— Source text —
■ ■ ■

What are MaaS lessons from Covid?

As the world, or at least parts of it, pull out of the Covid pandemic, lessons have been learned that will greatly shape Mobility as a Service globally, according to speakers at the MaaS/MoD Global Forum
October 12, 2021
© Kit1nyc | Dreamstime.com
© Kit1nyc | Dreamstime.com

The past 24 months have shown in the US how MaaS has become critical in itself for assuring assess for everyone to critical healthcare, said Laura Chace, chief executive of ITS America. She told delegates that MaaS has shown how it can help the financial stability of families throughout the US by ensuring access to all modes of transportation in times of distress to get people to their jobs.

Urban authorities and transportation providers, public and private, have taken innovation on board and many pilot projects appear to now be permanent, she said. The importance of connecting an increasing number of communities to each other has been highlighted like never before. To this end, more and more partners that previously hadn’t worked together are now collaborating and the idea of a universal payment wallet has become a major talking point. But Chace also noted that MaaS must develop according to environmental considerations that are becoming increasingly important.

James Lancaster, head of mobility innovation at Enterprise Holdings, pointed out that successful MaaS will come about only with constant collaboration between the public and private sectors. MaaS must be led by urban authorities which set policies. This should be done in conjunction with the private sector to harness that sector’s innovation. Otherwise, the private sector will develop and implement systems that don’t benefit the great majority of users.

Safety concerns about MaaS have not simply focused on protection from physical accidents, said Meyseng Se Tchao, vice president of global sales for transport and mobility at Dekra. She said she has seen more concern about safety of the data that MaaS accrues.

As MaaS develops, some of the people who most need it – the finically and physically challenged – must not be left behind, said Valerie Lefleer, chief executive of Feonix Mobility. It requires community input into MaaS development, such the Ignite programme being launched in the US city of St. Louis to help people in the poorer part of the city.

■ ■ ■

— Extracted data —
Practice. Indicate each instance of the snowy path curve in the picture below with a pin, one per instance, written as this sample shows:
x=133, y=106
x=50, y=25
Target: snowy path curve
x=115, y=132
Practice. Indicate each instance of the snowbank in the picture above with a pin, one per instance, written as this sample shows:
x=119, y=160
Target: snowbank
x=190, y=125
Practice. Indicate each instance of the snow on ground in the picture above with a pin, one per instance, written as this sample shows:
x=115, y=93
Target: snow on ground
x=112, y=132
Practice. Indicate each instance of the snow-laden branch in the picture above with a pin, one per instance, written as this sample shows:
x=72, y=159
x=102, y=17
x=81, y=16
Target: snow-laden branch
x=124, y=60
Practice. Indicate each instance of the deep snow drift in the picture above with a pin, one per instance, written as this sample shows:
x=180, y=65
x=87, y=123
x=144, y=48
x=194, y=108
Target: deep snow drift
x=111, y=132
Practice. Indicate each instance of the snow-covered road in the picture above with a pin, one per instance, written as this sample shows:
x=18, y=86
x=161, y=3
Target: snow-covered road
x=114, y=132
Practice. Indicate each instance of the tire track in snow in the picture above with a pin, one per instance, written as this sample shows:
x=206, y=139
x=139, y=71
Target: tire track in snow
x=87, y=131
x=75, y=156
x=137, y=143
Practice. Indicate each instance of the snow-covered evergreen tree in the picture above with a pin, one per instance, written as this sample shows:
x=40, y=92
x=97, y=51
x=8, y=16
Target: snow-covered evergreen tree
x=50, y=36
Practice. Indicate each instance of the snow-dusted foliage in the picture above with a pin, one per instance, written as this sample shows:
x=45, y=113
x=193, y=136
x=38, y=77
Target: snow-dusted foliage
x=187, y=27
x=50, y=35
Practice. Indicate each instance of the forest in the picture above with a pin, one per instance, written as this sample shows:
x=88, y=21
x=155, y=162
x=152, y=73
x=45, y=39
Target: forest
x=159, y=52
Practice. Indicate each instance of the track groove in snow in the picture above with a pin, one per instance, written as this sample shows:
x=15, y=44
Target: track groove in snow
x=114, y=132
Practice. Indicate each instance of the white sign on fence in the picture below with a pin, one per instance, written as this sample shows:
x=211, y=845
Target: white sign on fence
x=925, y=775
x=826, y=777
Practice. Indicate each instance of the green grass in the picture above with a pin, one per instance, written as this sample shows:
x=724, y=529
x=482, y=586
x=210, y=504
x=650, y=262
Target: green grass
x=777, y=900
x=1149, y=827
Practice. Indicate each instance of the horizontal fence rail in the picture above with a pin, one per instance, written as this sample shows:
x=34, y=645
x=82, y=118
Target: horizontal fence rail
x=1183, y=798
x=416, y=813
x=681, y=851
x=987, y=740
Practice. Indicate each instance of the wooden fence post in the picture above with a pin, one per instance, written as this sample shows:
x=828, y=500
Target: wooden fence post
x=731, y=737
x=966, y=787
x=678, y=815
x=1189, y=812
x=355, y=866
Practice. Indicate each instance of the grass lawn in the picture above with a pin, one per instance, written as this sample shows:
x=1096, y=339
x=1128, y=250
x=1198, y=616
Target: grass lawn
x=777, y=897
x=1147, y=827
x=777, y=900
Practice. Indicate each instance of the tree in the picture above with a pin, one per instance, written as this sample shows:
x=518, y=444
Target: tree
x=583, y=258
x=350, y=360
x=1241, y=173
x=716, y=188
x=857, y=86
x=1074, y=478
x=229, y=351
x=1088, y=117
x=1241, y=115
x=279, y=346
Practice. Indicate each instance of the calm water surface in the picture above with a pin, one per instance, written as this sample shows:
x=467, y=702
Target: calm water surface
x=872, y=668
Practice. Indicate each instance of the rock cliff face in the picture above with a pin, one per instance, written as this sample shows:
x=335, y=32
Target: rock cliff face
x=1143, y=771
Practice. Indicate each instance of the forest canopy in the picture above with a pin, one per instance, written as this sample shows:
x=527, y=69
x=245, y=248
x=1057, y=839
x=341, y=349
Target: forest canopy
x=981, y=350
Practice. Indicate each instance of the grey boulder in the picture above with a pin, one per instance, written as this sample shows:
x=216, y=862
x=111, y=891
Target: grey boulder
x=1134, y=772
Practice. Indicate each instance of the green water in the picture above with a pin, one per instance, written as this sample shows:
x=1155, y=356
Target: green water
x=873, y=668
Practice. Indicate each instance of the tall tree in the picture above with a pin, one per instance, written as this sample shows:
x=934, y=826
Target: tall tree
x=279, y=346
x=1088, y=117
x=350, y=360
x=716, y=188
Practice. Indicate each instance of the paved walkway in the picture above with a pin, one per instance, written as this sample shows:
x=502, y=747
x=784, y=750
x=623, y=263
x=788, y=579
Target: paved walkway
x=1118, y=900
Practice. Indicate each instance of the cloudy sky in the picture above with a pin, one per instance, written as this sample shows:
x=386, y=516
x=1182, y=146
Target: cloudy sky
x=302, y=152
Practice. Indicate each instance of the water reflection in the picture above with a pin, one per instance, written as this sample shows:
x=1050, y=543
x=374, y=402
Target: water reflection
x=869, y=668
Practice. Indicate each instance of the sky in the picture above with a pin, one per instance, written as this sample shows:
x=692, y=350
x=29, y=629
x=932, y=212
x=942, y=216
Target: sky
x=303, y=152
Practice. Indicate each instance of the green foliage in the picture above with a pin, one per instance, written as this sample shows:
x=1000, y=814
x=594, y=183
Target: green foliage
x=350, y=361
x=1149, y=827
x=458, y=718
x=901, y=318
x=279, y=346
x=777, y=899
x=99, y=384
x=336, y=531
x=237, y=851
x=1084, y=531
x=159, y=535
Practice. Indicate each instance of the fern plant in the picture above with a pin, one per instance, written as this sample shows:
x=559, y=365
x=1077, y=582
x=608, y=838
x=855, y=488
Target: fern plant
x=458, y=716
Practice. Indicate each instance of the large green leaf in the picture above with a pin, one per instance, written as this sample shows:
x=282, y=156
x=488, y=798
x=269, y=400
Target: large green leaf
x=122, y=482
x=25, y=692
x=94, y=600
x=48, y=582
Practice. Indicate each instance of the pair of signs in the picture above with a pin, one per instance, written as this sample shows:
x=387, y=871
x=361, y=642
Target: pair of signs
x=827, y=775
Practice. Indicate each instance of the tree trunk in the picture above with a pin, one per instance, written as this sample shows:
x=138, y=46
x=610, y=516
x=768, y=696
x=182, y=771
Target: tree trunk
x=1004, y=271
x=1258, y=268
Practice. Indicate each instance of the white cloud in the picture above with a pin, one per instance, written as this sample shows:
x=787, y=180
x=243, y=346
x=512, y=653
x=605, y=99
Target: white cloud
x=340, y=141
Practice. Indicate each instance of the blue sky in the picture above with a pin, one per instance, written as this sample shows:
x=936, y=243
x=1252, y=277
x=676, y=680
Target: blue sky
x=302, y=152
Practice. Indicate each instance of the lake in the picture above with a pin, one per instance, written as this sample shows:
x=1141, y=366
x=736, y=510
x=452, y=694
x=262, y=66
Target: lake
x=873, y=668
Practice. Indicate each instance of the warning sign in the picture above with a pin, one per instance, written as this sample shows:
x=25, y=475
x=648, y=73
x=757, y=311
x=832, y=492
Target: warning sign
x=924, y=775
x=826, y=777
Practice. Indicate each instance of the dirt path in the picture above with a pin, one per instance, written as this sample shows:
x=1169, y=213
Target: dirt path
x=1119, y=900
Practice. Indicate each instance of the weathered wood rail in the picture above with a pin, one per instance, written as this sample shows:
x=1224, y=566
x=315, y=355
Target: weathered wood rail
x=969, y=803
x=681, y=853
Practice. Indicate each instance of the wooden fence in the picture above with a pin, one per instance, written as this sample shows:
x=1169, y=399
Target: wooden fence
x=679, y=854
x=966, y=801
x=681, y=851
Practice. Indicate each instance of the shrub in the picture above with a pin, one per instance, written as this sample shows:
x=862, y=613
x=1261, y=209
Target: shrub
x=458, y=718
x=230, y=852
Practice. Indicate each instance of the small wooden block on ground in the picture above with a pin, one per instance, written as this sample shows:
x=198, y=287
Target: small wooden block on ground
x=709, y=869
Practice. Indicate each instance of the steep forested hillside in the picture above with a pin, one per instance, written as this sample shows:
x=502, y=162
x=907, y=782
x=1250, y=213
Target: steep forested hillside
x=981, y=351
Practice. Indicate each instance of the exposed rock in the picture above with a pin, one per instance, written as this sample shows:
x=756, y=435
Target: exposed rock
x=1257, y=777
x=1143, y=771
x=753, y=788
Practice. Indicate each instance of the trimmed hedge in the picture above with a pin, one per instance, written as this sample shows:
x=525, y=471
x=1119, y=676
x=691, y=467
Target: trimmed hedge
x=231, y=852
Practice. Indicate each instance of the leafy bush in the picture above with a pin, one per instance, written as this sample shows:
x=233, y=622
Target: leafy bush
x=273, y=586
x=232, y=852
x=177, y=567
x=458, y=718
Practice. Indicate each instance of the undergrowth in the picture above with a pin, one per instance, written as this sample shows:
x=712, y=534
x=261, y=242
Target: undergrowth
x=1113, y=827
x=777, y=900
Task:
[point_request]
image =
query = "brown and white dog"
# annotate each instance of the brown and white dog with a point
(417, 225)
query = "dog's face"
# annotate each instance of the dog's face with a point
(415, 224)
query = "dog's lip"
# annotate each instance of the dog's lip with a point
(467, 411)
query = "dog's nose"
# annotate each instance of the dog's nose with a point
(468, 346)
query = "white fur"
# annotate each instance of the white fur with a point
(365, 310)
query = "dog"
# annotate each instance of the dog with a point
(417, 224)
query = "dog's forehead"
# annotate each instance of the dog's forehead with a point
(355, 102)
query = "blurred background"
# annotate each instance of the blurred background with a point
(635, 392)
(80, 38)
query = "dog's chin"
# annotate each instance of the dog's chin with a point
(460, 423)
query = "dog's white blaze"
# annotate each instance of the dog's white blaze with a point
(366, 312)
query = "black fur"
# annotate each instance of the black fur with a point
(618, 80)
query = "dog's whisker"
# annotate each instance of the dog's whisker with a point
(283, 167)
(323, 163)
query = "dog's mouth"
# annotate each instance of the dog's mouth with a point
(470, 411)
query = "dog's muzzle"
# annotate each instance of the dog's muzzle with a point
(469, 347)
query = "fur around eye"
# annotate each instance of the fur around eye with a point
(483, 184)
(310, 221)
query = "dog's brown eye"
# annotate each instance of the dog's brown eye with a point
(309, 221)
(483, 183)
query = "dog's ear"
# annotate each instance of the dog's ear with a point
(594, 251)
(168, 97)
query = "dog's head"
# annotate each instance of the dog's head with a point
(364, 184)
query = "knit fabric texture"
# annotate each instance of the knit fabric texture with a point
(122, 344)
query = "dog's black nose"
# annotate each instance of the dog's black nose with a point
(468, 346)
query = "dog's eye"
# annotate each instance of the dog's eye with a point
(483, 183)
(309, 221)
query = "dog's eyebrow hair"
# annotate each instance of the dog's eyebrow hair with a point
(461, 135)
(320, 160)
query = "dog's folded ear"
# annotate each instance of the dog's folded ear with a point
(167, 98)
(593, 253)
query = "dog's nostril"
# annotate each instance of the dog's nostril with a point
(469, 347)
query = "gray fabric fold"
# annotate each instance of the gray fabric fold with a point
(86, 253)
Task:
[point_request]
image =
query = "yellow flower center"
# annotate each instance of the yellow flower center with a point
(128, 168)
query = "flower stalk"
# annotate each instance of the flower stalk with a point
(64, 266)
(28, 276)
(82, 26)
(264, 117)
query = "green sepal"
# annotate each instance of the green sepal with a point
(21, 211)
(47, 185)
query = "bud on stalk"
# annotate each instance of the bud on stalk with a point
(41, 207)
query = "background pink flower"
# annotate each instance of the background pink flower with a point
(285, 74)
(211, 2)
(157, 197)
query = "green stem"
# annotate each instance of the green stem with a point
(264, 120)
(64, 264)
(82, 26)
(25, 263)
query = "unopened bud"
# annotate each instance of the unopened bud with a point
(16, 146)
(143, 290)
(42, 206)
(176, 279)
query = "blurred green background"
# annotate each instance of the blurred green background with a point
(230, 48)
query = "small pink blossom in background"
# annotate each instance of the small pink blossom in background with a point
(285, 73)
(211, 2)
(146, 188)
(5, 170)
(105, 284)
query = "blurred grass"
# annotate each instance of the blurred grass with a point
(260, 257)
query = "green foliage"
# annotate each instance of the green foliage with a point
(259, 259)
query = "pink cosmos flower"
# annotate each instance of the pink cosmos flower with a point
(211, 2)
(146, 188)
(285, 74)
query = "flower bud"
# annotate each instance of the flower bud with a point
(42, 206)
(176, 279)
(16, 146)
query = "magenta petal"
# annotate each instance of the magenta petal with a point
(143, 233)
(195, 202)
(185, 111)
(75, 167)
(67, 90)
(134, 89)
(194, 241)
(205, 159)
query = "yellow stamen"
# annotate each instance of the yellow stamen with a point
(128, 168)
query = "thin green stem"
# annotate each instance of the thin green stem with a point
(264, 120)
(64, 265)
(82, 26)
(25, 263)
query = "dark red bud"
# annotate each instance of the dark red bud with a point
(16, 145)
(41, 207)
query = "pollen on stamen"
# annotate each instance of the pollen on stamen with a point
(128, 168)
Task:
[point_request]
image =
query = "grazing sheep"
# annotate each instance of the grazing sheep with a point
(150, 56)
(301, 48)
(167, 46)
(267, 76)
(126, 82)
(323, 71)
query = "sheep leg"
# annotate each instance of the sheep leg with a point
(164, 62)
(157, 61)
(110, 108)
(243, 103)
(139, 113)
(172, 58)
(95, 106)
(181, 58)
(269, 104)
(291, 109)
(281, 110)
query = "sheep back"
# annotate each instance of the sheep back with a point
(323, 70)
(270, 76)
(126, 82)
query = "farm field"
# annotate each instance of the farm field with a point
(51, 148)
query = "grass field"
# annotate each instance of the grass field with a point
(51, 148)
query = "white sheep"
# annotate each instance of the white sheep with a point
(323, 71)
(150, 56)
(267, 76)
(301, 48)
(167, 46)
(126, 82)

■ ■ ■

— What you should do —
Quote the part of the article on MaaS lessons from Covid from "Safety concerns about" to "that MaaS accrues.", word for word.

— Reply to the exercise —
Safety concerns about MaaS have not simply focused on protection from physical accidents, said Meyseng Se Tchao, vice president of global sales for transport and mobility at Dekra. She said she has seen more concern about safety of the data that MaaS accrues.